* DONNÉES FOURNIES:
>>>

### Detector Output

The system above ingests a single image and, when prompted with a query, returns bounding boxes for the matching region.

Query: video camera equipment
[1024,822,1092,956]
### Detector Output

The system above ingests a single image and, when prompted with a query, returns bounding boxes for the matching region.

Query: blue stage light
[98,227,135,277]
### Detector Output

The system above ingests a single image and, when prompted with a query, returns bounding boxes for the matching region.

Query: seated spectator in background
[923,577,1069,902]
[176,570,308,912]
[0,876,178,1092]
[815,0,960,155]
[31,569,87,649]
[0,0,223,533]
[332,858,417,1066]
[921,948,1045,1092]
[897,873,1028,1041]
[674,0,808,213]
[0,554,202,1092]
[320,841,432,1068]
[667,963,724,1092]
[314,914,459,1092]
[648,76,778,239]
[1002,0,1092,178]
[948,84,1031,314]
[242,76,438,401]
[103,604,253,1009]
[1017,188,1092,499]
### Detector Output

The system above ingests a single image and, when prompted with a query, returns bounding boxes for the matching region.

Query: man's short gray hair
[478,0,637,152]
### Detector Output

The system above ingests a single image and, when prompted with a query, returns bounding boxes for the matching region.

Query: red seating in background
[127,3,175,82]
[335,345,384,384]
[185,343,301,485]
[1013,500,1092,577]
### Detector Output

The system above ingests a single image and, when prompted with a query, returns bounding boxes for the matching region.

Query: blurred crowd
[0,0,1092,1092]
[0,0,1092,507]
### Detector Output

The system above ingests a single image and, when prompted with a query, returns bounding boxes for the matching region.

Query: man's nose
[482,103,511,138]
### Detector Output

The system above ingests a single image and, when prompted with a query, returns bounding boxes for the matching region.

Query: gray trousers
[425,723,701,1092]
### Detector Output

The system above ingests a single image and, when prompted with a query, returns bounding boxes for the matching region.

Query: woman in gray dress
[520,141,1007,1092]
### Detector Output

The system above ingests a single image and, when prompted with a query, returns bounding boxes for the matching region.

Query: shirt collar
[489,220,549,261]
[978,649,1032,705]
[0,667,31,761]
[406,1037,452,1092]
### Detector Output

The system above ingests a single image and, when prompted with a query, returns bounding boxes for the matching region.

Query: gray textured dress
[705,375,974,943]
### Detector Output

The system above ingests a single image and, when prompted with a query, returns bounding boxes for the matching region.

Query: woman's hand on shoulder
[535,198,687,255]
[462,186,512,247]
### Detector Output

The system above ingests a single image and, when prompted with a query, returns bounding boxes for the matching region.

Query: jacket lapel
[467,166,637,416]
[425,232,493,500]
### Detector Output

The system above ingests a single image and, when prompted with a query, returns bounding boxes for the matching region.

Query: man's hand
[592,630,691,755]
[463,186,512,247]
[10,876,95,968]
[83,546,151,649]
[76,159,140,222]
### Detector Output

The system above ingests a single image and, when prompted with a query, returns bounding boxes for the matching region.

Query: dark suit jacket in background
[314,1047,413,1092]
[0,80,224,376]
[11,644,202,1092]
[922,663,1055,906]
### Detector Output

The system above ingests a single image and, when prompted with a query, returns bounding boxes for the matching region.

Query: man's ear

<<<

* CONSIGNE:
Reproduisez à l'identique les lignes des enregistrements en commençant par la toute première et en vous arrêtant après celle qui contient « [98,227,135,277] », incluse.

* RÉPONSE:
### Detector Output

The system above ingests a single image and, when prompted with a query, returns bounding boxes for the matching region.

Query: video camera equipment
[1024,822,1092,956]
### Detector Output

The system above ingests a single image and, when prompted with a query, returns bounding boxes for the matching region.

Query: blue stage light
[98,227,135,277]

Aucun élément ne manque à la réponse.